__WHAT TO WORK ON__:
Quote exactly, and only, the lines from the one with "Drop one marker on each instance of the double" through the end of the listing.

__STORED ROWS__:
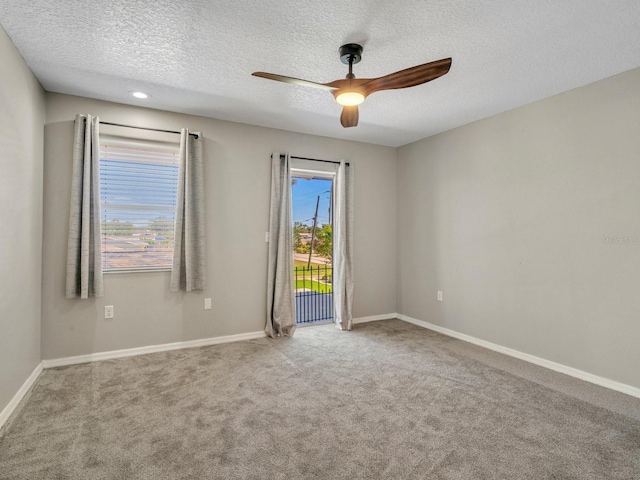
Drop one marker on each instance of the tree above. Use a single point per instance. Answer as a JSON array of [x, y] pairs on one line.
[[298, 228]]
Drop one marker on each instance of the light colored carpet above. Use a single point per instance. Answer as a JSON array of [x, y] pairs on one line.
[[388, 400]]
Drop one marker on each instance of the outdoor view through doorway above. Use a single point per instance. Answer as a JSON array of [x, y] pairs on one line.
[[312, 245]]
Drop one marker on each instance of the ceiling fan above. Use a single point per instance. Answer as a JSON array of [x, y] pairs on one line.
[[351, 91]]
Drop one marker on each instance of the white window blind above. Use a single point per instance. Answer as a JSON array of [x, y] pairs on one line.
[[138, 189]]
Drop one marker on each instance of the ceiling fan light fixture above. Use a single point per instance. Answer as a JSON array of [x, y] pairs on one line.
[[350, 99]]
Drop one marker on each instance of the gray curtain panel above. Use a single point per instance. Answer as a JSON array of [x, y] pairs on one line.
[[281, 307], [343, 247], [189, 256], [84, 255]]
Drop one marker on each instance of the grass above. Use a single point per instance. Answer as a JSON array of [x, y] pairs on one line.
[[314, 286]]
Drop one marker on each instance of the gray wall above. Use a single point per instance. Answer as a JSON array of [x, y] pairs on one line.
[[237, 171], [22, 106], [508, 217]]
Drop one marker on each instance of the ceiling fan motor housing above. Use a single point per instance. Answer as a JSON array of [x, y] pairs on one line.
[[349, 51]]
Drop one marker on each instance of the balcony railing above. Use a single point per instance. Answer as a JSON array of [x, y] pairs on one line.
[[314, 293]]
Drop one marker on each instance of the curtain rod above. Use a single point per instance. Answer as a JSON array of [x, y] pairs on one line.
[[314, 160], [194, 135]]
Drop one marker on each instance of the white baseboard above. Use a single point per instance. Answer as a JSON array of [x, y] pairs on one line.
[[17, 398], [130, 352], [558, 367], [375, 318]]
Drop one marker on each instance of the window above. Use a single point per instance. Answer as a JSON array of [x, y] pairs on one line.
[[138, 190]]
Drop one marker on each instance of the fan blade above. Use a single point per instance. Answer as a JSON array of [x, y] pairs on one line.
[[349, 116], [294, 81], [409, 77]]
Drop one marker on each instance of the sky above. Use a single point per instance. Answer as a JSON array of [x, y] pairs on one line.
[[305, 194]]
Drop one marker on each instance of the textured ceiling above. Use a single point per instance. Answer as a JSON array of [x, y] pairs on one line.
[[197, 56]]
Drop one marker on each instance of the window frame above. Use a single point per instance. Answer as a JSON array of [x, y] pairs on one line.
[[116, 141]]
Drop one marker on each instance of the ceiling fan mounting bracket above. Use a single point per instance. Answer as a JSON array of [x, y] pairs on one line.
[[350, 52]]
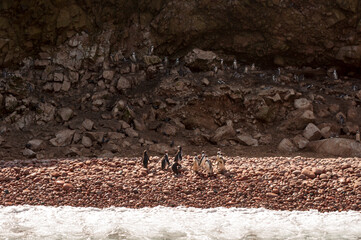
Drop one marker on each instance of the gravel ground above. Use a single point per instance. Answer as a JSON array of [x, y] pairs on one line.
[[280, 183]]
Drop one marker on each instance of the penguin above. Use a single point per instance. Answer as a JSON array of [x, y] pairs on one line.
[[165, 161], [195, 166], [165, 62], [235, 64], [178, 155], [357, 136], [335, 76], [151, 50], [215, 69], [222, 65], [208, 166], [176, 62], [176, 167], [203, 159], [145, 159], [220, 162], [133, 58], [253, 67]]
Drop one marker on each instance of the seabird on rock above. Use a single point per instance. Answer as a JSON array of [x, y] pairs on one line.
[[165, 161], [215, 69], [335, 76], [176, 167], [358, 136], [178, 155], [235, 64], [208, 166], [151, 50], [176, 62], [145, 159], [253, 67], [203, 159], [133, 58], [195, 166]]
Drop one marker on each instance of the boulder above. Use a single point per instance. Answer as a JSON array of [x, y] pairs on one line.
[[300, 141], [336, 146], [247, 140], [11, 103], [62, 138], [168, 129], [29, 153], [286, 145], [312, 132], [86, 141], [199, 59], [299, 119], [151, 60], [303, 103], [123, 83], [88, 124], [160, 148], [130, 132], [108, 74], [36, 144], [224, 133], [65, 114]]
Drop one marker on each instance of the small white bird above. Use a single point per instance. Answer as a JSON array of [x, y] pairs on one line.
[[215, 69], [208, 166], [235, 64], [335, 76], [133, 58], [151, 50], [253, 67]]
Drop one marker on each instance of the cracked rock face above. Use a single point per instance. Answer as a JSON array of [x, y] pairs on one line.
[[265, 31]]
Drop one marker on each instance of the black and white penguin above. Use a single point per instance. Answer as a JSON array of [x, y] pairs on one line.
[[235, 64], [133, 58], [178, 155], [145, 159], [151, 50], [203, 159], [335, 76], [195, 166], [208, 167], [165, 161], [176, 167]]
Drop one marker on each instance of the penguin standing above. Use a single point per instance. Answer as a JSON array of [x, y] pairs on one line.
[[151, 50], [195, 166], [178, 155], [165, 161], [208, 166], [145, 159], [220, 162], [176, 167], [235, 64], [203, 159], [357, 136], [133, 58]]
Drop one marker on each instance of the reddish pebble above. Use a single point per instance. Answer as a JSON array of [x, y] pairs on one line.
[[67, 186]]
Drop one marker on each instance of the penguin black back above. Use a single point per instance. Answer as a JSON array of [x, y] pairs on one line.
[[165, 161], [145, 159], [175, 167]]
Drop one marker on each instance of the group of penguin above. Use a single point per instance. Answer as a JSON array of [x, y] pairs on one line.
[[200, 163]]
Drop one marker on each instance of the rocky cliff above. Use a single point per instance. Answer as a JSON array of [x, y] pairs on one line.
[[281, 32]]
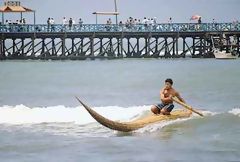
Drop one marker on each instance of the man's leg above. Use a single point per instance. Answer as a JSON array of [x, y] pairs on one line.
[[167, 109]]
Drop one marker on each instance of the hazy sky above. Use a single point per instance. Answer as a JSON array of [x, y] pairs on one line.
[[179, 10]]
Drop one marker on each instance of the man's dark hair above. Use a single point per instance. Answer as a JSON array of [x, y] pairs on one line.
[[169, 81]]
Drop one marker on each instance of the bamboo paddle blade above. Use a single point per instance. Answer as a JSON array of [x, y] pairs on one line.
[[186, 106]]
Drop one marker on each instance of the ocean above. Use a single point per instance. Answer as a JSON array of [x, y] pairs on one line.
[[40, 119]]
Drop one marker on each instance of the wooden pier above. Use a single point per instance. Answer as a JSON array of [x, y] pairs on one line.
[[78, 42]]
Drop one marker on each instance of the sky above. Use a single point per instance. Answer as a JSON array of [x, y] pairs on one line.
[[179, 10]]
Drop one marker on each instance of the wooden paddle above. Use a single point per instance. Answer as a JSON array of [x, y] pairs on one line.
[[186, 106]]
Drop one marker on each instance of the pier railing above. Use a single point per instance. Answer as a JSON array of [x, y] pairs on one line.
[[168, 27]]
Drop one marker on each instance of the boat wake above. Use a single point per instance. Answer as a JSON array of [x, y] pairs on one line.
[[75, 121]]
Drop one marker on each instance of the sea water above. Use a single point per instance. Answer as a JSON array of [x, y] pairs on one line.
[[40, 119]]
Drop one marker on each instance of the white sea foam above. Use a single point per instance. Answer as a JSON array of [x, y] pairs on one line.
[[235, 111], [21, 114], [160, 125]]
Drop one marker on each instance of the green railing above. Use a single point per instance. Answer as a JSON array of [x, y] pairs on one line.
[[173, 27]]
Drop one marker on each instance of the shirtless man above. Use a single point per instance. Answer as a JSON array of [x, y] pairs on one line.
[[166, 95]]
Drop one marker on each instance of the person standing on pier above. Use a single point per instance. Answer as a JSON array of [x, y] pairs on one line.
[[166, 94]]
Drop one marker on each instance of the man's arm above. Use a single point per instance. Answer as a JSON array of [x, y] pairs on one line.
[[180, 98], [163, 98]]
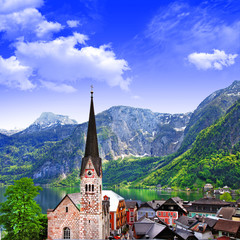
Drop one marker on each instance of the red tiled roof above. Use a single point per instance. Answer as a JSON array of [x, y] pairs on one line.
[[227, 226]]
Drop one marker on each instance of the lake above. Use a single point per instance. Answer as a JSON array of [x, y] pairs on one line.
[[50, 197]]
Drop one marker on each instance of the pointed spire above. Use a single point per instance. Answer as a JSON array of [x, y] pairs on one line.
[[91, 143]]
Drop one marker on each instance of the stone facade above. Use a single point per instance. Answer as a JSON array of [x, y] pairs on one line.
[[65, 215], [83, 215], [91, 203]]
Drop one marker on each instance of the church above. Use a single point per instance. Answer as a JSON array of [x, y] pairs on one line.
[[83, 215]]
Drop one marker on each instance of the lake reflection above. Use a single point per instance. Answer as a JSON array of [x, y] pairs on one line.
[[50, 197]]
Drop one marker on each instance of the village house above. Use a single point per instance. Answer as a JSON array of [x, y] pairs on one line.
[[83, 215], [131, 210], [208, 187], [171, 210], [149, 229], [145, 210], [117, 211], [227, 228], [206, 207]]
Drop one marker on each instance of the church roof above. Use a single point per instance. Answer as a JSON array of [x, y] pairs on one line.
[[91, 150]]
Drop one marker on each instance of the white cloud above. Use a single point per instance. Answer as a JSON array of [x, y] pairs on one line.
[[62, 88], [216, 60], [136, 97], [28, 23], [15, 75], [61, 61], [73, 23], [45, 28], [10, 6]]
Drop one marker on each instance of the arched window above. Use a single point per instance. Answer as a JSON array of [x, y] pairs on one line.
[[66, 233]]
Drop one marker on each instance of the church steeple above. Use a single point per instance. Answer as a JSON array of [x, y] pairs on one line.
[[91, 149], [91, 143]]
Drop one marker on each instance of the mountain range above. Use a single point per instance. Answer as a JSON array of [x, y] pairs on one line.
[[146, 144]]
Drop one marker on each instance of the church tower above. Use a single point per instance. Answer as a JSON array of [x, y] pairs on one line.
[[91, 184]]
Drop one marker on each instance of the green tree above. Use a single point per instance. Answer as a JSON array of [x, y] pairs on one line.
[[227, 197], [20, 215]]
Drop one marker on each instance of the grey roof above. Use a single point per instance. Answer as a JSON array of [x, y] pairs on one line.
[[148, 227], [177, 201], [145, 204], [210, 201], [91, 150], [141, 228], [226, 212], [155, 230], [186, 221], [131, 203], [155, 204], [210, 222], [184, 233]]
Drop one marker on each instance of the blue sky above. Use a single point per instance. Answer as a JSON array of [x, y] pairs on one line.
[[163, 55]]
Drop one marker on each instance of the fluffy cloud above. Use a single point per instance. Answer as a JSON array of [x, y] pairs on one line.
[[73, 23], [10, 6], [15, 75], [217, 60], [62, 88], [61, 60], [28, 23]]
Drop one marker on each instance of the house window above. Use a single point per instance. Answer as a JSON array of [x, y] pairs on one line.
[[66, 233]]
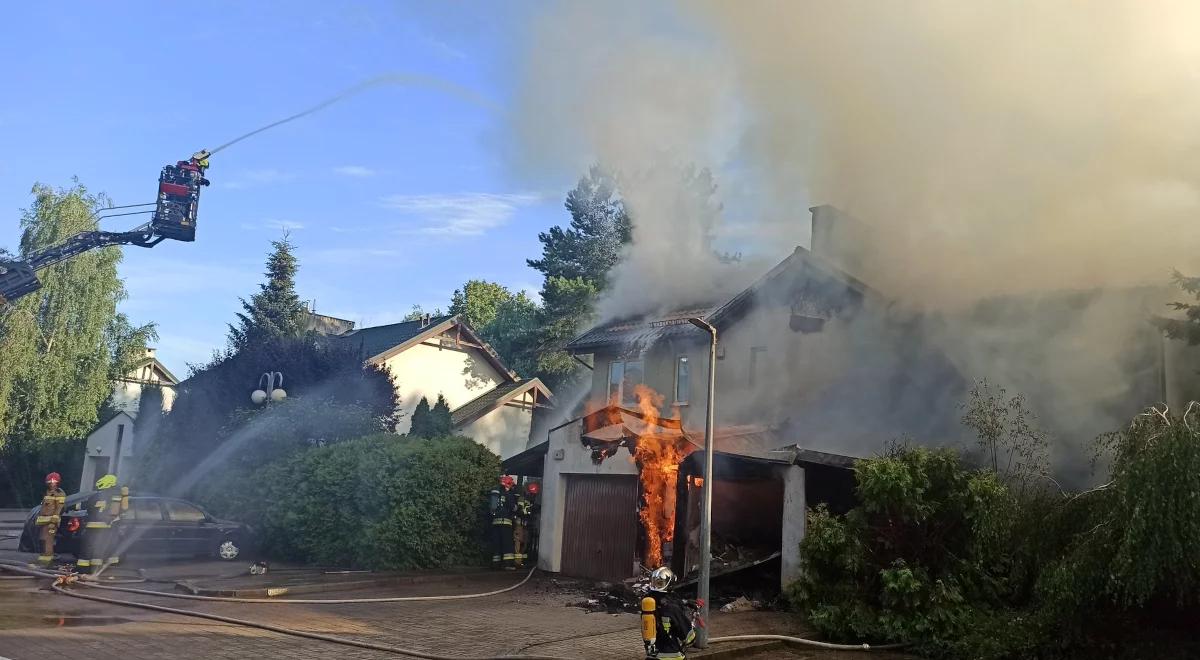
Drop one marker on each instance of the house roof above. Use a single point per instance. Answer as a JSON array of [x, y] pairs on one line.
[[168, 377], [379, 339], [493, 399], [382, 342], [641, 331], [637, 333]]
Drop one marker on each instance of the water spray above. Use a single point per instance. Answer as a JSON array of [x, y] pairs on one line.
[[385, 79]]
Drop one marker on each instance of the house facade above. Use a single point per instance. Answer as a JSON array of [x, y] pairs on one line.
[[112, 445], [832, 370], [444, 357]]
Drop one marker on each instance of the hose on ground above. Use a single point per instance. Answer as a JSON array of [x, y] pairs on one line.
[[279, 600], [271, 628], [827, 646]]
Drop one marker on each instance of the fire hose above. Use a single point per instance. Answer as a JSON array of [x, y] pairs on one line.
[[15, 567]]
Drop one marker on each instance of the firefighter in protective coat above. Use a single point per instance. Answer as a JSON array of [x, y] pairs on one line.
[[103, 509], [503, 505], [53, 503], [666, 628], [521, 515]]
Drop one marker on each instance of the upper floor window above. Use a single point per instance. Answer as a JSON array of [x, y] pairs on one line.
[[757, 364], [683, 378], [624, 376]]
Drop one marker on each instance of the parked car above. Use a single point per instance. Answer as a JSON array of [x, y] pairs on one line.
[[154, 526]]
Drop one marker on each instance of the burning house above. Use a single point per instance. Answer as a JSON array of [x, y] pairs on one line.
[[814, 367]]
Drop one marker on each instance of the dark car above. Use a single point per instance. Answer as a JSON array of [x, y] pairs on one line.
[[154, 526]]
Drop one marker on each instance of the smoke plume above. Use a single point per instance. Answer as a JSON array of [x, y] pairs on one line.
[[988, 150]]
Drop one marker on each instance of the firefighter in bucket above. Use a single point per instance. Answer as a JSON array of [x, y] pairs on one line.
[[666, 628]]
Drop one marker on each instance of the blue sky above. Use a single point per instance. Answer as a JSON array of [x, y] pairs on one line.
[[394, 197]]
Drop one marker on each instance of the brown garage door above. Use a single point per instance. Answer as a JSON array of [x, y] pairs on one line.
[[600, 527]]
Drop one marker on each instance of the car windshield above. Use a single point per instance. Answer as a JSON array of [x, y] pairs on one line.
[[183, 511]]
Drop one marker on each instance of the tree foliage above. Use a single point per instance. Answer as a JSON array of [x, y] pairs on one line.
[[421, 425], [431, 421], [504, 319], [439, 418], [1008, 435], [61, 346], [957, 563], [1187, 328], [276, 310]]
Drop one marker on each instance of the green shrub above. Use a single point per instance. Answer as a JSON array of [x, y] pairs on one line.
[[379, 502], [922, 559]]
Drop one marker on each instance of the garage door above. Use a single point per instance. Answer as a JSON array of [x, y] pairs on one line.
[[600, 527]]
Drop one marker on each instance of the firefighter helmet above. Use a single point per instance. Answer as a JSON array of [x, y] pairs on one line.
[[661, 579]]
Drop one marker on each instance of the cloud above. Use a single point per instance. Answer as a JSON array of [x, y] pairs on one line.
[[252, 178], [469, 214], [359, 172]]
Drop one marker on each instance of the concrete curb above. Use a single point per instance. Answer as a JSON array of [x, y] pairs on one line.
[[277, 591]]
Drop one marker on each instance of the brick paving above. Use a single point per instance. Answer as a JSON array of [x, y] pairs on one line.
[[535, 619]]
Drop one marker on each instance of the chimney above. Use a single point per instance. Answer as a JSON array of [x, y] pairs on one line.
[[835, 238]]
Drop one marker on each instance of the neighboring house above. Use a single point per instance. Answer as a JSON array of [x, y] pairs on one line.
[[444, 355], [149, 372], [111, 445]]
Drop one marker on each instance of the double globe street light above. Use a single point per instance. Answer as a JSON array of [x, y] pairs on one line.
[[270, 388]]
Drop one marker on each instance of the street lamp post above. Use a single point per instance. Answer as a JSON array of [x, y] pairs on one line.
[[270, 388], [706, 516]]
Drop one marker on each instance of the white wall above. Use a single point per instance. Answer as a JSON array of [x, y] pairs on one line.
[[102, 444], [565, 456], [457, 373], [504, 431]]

__ANSWER TO THE EXERCISE__:
Drop one marker on each instance of the double globe street light above. Use a single point per instance. Answer as a JSON array of [x, y] pairs on one line.
[[270, 388]]
Drop one marker on each instance of the street lamp post above. Use a single point per instance. Answer as a JSON array of [x, y] pairs on one line.
[[270, 388], [706, 516]]
Drop one marker on each instance of the white wall above. Use a single point per instance. Answer as a JSON array of [x, y] pairs on one line.
[[102, 444], [565, 456], [457, 373], [504, 431]]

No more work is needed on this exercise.